▸ **Request**:
Everything from the line with "Exercise. Point to every instance of the purple flower in" to the end of the data should be restated word for word, and nothing before it.

▸ **Provided records**:
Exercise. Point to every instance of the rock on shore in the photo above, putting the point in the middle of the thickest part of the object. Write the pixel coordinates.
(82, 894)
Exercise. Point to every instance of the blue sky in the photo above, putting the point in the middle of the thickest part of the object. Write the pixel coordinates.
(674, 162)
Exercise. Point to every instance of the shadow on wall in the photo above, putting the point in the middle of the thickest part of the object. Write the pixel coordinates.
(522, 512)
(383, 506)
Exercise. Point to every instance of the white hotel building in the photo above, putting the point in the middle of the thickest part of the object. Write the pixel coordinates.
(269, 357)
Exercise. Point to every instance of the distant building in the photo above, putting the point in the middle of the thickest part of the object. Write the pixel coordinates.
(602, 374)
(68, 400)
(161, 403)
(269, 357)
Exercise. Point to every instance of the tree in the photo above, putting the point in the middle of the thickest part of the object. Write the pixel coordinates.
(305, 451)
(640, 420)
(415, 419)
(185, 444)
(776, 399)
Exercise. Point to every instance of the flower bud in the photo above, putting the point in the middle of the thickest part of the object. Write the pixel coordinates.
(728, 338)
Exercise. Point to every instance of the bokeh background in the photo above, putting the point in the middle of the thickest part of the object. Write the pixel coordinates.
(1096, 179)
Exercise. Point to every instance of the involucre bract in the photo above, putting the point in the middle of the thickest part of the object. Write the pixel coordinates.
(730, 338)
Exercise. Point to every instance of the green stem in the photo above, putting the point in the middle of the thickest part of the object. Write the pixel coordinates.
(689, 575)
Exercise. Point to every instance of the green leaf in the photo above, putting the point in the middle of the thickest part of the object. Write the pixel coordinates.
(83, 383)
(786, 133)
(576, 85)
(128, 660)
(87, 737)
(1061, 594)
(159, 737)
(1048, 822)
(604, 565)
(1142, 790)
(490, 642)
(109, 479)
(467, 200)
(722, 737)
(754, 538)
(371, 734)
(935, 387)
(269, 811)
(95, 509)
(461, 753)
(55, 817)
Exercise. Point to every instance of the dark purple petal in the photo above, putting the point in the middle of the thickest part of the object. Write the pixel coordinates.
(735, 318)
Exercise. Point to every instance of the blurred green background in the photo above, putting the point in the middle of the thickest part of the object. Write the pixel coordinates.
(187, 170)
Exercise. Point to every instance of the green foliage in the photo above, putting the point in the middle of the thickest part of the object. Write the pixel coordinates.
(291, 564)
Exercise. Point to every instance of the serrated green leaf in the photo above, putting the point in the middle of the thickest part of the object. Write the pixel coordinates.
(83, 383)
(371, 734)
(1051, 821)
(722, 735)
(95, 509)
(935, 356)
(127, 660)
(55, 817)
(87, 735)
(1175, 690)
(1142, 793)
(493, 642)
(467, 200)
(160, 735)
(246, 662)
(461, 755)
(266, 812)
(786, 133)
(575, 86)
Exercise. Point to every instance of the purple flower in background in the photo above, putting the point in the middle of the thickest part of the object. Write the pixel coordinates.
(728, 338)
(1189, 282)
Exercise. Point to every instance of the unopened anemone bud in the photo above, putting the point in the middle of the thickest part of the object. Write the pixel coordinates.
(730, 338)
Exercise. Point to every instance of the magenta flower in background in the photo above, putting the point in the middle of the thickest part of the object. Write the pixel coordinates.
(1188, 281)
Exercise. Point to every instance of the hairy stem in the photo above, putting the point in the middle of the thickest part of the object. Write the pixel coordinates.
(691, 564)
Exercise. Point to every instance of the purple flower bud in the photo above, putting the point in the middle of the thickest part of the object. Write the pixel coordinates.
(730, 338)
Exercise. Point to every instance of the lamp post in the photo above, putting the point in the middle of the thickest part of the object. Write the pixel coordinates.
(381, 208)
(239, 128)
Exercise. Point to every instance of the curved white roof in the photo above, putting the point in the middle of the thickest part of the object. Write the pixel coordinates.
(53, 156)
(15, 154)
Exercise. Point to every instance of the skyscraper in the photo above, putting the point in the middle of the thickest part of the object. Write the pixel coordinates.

▸ **Response to this exercise**:
Exercise. Point to every instance of the purple flower in background in the photo above, putting the point in the middle of the thickest part of the object. Write the pixel coordinates.
(728, 338)
(1189, 282)
Exercise. Point to every instance of the unopened anemone bud in the photo above, putting the point in the middle of the thickest part of the object. Write the pixel coordinates.
(730, 338)
Exercise. Point to every instance of the magenta flower in background in the photo above, putting the point in the middle of the thickest part of the object. Write the pixel coordinates.
(1188, 281)
Exercise. Point to every instance of the hairy stem in the photo above, putting the point in the middle of the thickest part of the object. Write the pixel coordinates.
(691, 564)
Exercise. Point to every instance of the purple flower bud in the photo above, putting the point in the middle of the thickest part of the object. Write the pixel coordinates.
(730, 338)
Exercise. Point to every instance of the lamp post in the photo above, putting the point in the middle of the thickest part of the object. Write the pixel coordinates.
(381, 208)
(239, 128)
Exercise. Point to every instance of the curved white roof in the photo above, putting the point in the middle of the thickest part of the object. Write the pixel coordinates.
(53, 156)
(15, 154)
Exercise. Point to every instance of the skyscraper in the photo above, putting the point in the middle of the thickest part of the object. Write the pixel coordinates.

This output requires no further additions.